Point annotation dataset records:
begin
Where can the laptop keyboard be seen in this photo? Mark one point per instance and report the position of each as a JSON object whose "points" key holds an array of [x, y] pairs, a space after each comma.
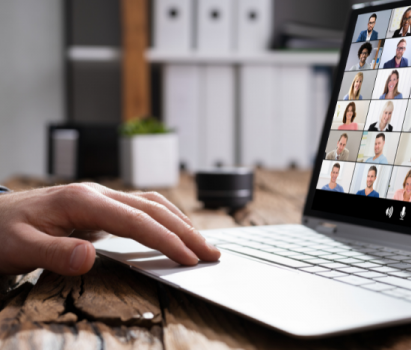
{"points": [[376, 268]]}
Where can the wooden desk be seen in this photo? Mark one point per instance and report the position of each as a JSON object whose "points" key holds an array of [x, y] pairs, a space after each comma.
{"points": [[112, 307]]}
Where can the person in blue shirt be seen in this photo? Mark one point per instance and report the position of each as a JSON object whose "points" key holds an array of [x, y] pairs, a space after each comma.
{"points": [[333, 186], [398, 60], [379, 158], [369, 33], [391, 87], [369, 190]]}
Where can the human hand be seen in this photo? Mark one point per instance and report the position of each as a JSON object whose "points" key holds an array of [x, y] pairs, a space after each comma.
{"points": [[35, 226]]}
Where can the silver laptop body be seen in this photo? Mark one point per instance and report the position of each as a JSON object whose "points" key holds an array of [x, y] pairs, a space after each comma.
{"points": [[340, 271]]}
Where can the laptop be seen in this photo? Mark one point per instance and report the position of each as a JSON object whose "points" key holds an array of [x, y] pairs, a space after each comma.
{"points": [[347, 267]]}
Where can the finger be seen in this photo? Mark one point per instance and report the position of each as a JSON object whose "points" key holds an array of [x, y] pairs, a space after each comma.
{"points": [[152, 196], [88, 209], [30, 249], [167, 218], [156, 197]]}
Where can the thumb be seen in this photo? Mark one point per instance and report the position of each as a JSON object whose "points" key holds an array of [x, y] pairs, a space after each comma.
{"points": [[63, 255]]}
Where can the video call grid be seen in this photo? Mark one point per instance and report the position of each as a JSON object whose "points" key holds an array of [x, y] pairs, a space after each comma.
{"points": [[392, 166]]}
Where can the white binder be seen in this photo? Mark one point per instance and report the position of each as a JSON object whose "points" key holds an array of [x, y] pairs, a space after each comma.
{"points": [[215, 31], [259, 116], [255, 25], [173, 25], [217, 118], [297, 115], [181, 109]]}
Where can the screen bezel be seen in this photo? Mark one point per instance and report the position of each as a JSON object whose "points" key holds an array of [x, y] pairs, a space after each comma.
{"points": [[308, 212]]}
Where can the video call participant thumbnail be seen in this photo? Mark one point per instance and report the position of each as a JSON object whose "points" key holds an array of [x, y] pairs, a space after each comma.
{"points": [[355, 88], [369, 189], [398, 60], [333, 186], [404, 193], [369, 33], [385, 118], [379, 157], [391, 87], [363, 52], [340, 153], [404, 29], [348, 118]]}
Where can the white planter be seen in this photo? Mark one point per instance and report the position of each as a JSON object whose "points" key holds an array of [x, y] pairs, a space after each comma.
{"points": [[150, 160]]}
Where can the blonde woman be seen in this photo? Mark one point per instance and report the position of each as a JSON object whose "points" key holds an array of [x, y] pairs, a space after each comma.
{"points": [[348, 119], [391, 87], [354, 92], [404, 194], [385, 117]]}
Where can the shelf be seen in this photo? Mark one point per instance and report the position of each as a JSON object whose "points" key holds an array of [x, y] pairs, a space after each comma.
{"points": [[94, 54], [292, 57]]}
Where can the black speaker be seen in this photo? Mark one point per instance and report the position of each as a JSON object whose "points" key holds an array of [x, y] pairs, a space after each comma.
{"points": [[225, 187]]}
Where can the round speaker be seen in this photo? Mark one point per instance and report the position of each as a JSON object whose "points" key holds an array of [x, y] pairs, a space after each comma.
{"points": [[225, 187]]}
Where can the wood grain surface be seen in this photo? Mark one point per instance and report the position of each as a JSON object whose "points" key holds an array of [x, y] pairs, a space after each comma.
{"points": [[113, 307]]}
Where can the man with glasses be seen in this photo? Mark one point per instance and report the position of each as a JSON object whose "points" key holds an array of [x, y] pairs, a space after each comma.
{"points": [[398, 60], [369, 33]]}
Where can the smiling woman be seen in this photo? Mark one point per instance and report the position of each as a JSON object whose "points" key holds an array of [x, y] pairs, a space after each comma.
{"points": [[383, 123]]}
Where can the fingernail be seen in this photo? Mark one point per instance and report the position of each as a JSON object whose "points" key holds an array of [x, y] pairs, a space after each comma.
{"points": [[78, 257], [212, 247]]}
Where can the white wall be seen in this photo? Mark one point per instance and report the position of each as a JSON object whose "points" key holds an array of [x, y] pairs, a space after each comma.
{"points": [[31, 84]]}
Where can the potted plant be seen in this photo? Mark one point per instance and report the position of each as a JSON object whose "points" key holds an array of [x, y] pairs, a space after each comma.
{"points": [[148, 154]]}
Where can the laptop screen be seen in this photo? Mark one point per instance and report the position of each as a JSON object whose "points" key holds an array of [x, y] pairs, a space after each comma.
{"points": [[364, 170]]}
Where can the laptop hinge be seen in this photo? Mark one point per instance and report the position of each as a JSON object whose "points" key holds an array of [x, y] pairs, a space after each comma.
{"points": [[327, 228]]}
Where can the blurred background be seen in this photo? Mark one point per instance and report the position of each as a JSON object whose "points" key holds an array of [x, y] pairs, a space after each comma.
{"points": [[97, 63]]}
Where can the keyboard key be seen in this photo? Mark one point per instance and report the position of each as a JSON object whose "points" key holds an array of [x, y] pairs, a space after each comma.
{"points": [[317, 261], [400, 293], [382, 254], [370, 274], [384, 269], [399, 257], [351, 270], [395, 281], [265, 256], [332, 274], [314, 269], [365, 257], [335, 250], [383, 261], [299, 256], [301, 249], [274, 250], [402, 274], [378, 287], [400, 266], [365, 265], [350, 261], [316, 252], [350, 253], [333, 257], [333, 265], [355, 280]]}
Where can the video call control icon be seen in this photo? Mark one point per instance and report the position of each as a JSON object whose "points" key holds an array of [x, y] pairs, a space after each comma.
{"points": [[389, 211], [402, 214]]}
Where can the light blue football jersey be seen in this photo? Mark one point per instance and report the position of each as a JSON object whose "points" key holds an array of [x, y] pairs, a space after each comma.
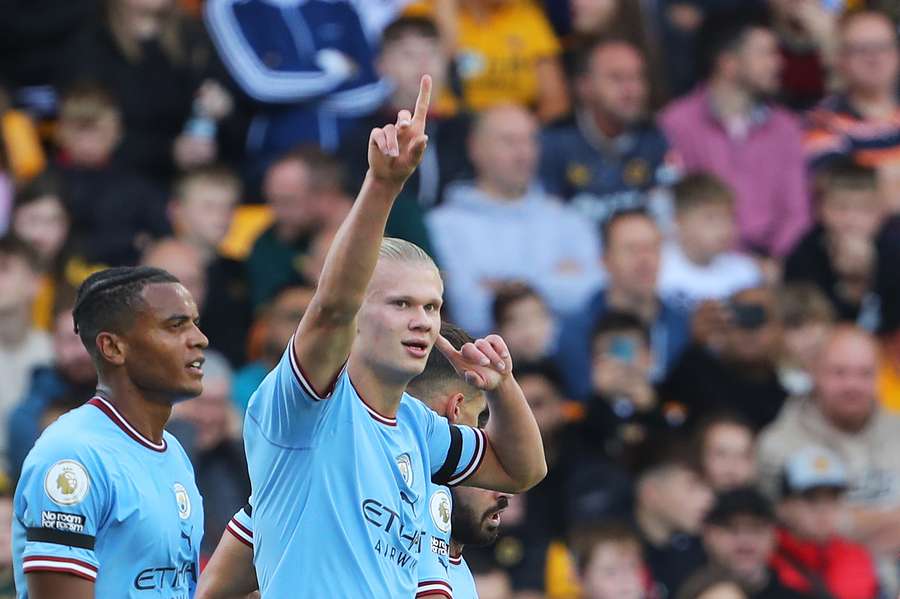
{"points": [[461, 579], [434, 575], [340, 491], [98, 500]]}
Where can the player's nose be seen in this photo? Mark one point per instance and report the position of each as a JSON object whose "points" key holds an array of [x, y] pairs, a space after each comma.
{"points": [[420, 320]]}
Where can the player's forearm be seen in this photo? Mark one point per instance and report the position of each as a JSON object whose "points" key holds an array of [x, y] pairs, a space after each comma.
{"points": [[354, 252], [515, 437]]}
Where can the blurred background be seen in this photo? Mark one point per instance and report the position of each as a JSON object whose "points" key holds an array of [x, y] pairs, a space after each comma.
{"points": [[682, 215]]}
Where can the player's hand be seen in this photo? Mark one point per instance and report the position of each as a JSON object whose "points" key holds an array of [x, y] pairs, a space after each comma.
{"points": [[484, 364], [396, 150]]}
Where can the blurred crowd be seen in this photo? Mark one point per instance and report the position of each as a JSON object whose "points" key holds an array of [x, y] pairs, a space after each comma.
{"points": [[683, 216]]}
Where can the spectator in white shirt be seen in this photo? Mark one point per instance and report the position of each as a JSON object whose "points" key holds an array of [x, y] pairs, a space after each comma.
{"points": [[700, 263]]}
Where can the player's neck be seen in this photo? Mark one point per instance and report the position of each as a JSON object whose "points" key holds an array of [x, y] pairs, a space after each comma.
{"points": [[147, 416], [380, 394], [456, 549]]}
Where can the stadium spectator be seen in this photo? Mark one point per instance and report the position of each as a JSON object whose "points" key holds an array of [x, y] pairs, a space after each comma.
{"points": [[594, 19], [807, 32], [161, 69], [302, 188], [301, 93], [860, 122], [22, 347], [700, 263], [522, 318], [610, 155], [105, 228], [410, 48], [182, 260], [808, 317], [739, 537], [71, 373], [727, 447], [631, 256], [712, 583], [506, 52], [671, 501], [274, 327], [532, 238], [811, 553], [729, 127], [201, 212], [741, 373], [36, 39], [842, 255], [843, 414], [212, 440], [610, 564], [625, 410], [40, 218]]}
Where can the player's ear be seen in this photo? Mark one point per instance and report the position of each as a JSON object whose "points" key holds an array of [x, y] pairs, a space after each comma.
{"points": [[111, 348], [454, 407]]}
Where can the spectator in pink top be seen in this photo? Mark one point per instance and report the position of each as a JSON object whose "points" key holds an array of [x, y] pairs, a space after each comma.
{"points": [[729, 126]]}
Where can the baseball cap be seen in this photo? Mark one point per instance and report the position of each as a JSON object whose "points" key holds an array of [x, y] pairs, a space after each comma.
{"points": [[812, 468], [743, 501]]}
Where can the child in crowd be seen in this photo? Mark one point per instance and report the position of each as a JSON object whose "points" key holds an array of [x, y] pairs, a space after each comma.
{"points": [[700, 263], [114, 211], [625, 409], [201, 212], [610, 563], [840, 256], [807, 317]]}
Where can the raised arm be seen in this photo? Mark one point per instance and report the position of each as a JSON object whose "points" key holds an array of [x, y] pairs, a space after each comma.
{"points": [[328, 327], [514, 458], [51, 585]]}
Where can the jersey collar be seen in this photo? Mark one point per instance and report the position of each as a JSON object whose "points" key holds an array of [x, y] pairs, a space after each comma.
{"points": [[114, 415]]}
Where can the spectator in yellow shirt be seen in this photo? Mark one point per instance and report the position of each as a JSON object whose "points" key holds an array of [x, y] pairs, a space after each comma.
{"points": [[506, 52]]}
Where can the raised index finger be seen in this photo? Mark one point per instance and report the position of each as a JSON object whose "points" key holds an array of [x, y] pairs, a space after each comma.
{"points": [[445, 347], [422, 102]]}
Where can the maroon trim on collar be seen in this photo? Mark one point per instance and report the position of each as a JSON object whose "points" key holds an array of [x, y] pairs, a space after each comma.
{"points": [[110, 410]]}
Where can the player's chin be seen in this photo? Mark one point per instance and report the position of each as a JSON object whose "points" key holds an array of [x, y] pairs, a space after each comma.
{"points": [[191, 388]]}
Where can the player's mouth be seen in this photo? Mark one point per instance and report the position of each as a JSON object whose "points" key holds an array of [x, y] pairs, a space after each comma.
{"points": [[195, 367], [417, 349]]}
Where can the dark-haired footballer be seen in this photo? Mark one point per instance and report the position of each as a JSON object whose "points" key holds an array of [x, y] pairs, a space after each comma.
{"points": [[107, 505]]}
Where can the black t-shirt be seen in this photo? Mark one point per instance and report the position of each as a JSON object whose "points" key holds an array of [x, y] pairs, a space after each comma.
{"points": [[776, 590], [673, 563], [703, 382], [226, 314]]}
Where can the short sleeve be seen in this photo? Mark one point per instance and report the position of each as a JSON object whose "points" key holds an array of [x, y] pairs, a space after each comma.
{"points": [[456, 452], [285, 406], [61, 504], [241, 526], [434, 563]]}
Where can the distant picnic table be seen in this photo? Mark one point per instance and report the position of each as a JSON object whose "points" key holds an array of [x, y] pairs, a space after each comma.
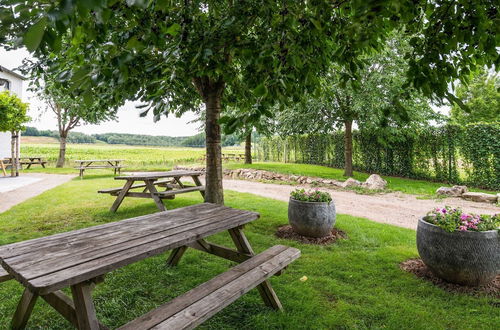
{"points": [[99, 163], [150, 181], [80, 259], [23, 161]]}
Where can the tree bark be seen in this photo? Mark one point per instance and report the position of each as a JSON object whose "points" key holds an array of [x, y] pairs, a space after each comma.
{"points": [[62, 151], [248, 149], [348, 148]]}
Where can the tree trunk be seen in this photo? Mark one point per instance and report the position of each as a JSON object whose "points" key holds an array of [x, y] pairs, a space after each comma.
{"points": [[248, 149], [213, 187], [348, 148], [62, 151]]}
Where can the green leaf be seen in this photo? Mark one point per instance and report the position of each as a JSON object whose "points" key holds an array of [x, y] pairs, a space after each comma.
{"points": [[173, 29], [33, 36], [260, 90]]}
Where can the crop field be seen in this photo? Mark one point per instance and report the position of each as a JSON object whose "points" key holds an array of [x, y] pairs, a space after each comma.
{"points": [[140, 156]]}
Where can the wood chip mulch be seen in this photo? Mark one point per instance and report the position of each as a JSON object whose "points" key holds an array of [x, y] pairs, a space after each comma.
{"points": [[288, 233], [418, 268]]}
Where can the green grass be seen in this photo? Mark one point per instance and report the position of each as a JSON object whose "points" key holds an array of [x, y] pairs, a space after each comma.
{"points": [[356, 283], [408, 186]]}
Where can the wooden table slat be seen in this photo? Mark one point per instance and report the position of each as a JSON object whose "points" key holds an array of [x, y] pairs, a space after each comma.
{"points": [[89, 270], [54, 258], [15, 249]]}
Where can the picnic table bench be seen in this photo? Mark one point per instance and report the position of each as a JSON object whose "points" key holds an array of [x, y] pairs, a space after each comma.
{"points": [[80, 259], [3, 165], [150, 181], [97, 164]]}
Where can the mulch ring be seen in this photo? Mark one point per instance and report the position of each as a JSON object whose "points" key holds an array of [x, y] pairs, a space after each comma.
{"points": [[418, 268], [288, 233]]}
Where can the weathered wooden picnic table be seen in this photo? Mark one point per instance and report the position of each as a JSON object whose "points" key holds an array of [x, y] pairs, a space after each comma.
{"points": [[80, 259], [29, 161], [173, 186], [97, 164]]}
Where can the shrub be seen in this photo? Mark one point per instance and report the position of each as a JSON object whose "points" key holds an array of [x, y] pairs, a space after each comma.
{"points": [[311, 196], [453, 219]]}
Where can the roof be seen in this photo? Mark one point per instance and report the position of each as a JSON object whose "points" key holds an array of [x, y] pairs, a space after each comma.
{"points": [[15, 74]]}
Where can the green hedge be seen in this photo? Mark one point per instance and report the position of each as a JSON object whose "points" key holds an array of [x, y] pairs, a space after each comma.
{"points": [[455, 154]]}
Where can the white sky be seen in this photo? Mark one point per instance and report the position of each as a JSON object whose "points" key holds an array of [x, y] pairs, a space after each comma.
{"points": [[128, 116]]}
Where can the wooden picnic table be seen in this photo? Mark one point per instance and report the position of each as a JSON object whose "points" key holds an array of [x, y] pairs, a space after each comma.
end
- [Directive]: Take the line that contains "Where can the roof" and every line after it through the end of the listing above, and repeat them exactly.

- [Answer to this task]:
Where can the roof be seen in this photo? Mark one point per instance and report the position of each as a JSON object whose "points" key holds an array of [x, y] pairs, a space after each comma.
{"points": [[15, 74]]}
Where can the green hedge be seen in this photo? Mark one point per instance and report the position of each as a JSON object whose "points" key holds an array of [x, y] pairs, a space after each comma.
{"points": [[455, 154]]}
Where can the white sky be seen in this photo? Mark one point per instance and report the position of each as a JSON object whose "points" key holds an array of [x, y] pairs, a space after each comma.
{"points": [[128, 116]]}
Where can the wooden picnic table be seen in this photo? Mark one point per instance and report the position of each as a JSON object whose "points" key holds an array of [x, y] pairs, a space after each comma.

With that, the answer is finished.